Description of the task:
Exactly and only the lines from the one with "Keep to these rules. Indicate every instance of the human" through the end of the listing are to be transcribed, both ends included.
--- Start Data supplied ---
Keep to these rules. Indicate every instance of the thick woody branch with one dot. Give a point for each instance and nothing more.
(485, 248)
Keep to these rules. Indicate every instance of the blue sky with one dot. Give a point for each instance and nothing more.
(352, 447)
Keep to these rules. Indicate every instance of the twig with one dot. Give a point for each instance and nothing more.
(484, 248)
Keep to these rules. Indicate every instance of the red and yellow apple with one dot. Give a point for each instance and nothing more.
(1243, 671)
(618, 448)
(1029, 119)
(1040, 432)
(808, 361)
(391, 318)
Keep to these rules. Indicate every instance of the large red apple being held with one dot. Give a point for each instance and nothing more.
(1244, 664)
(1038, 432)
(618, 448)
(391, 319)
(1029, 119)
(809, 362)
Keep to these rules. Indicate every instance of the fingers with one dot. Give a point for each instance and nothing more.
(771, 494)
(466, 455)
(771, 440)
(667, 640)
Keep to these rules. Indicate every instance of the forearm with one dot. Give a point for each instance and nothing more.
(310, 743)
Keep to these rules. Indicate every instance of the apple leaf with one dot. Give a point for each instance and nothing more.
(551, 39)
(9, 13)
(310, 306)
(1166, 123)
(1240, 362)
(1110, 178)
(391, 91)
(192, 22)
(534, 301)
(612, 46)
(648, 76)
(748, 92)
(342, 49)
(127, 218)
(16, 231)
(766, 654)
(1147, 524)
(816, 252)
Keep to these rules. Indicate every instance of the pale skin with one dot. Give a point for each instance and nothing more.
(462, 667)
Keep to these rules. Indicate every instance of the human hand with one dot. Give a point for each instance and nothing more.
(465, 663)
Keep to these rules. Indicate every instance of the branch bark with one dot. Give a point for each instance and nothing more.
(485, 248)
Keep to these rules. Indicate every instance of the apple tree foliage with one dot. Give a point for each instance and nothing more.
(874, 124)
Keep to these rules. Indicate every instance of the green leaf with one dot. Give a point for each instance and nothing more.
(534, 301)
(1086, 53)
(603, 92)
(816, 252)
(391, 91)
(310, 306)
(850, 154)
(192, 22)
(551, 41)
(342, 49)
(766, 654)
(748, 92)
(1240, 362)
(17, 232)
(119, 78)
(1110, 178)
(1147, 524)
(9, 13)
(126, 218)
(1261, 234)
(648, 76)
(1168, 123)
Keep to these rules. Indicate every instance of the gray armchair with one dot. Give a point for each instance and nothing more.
--- End Data supplied ---
Answer to this task:
Keep to these rules. Indicate every instance of the human hand with one dot. Give a point for each instance and nothing more.
(465, 663)
Keep to these rules. Indicate every instance of the branch bark with one dot. Give a point for each instance and nothing more.
(485, 248)
Keep to these rules. Indicate every instance of the apple tree foliage with one dot. Give a point for each instance and nothing more.
(874, 124)
Keep to these rules. Indicate every instance of the green leaf with one dot. Give a point for each instance and nothing more.
(534, 301)
(1086, 53)
(603, 92)
(816, 252)
(391, 91)
(310, 306)
(850, 154)
(192, 22)
(551, 41)
(342, 49)
(766, 654)
(748, 92)
(1240, 362)
(17, 232)
(119, 78)
(1110, 178)
(1147, 524)
(9, 13)
(126, 218)
(1261, 234)
(648, 76)
(1168, 123)
Keep to these rules. Indicate every instance of the gray armchair with one dot. Give a point for each instance and nothing more.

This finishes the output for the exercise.